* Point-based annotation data
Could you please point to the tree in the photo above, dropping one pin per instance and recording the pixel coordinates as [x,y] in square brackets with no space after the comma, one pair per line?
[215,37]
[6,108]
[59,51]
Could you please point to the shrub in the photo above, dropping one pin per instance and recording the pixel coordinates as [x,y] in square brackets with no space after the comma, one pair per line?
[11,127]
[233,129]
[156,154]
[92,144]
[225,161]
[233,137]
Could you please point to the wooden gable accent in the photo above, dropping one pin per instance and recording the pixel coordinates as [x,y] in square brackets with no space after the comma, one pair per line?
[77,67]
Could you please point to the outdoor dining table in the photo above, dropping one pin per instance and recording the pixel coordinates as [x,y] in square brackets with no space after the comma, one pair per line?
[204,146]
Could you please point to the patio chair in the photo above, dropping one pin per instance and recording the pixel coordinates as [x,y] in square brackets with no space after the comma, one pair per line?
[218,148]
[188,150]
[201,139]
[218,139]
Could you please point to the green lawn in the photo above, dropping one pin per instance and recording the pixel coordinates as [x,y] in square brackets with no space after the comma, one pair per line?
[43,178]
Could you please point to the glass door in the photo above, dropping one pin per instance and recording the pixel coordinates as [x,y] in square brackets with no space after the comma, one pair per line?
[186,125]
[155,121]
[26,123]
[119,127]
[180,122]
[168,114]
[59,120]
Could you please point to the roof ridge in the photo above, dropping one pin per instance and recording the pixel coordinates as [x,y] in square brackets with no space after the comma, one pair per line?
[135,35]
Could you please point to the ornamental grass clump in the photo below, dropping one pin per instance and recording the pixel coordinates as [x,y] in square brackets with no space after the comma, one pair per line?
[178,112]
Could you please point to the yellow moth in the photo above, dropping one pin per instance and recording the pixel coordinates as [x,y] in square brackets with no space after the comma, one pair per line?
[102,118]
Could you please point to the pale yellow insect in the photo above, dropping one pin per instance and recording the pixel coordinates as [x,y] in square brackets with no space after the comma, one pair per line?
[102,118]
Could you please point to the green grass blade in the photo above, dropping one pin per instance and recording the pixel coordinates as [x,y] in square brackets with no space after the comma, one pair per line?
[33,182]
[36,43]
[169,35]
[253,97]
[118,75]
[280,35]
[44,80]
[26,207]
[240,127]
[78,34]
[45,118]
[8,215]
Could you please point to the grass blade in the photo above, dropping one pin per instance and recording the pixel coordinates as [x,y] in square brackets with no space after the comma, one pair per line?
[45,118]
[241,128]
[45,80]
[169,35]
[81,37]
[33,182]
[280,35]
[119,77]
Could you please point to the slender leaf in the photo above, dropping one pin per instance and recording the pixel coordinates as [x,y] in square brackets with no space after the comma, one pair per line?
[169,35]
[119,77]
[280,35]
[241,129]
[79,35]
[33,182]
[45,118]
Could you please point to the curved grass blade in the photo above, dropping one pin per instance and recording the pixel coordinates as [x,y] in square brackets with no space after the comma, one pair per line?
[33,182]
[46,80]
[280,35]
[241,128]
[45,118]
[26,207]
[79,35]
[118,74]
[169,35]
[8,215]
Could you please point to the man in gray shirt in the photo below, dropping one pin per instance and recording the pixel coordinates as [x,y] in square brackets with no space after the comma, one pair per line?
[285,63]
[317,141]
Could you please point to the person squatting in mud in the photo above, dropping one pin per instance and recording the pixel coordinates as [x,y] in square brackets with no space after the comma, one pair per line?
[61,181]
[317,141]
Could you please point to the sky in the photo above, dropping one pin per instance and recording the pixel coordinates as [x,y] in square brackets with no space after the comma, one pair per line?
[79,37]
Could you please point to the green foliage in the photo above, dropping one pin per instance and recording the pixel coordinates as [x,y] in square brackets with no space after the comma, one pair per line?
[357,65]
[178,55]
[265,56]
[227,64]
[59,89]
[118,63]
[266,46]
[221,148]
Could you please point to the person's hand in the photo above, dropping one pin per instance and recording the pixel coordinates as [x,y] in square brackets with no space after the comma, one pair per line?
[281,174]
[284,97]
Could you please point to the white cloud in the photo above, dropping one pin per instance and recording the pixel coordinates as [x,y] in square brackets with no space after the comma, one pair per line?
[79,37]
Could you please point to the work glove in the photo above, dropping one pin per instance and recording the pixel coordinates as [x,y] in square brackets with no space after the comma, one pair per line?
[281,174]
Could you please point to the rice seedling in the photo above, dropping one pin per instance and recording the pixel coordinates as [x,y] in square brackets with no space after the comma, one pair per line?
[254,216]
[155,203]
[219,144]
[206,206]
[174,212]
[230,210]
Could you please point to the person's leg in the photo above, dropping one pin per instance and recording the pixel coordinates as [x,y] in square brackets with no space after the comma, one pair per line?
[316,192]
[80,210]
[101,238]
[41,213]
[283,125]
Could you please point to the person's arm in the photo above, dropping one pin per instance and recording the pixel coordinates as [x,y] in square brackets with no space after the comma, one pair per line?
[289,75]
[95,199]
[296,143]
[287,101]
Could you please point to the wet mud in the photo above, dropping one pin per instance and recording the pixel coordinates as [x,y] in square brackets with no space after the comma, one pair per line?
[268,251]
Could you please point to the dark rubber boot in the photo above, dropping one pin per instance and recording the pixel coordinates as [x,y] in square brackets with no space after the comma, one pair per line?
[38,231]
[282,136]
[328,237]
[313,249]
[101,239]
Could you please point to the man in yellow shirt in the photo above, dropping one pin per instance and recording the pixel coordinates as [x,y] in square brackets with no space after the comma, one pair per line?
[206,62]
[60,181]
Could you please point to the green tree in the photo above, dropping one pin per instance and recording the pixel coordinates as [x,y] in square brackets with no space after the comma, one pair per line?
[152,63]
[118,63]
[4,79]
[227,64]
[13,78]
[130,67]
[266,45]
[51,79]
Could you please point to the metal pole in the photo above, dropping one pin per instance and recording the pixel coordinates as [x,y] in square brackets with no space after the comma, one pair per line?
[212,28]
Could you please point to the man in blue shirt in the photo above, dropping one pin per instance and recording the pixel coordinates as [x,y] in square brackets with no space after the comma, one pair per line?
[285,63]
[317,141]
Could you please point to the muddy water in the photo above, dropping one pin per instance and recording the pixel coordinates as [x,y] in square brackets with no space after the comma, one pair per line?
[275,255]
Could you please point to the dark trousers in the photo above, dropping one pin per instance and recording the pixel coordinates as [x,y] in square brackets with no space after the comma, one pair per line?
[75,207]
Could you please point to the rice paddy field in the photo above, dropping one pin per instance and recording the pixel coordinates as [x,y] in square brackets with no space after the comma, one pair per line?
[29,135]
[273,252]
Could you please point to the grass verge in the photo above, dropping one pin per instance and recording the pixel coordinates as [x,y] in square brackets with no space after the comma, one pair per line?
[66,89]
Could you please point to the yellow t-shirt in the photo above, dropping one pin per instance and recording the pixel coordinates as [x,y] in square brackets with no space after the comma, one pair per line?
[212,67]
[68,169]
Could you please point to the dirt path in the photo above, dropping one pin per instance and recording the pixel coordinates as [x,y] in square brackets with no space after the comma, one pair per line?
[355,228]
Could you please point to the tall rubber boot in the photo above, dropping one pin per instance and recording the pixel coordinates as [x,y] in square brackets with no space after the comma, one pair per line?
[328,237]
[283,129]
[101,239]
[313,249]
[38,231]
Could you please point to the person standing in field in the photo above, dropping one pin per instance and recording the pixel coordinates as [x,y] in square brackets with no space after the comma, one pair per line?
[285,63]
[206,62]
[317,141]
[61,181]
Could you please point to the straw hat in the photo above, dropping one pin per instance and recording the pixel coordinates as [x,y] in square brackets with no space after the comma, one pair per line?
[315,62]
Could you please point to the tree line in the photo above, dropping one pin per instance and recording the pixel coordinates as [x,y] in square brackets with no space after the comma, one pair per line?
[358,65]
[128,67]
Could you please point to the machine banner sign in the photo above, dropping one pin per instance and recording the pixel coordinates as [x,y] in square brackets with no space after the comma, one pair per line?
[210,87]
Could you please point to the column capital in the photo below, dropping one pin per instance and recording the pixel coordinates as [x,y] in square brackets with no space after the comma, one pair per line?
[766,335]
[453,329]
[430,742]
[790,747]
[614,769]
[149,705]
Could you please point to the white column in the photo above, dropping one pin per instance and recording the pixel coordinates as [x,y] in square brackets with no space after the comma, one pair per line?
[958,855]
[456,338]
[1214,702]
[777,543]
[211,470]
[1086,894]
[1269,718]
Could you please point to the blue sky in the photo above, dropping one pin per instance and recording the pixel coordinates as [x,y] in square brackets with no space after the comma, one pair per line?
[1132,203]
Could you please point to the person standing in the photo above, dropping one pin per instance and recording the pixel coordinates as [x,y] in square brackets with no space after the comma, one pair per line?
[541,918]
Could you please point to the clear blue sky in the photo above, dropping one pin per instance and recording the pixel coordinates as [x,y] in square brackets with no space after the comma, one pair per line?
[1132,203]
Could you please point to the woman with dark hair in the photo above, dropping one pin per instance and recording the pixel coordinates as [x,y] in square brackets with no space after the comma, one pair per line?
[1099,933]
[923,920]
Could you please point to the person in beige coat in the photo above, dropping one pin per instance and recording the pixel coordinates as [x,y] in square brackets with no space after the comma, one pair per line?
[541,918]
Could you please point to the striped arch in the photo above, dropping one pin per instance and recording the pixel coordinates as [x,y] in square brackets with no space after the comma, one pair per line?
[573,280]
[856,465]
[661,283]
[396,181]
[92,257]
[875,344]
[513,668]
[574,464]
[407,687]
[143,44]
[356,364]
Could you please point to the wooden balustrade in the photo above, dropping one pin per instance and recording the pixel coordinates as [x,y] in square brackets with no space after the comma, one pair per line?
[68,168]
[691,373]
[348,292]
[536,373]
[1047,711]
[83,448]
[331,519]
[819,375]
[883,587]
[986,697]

* WHAT TO PRODUCE
Retype nothing except the lines from the line holding "Could you please point to the striped" through the last line of the entries, both included.

* SOLUTION TO THE EXERCISE
Could you please point to the striped arch in the photo above, dropping one pin per instance and recording the pixel coordinates as [x,y] in square brackets with no space after the comma, one pair per line?
[573,280]
[856,465]
[661,283]
[396,181]
[92,257]
[875,344]
[513,668]
[574,464]
[407,687]
[143,44]
[356,364]
Could you please point to the wooden balustrade in the photo above, dropping one pin per instance and recording the pixel coordinates as [x,y] in square brackets with no space after the comma, one pair per line?
[68,168]
[691,373]
[348,292]
[536,373]
[1047,711]
[83,448]
[331,519]
[819,375]
[883,587]
[986,697]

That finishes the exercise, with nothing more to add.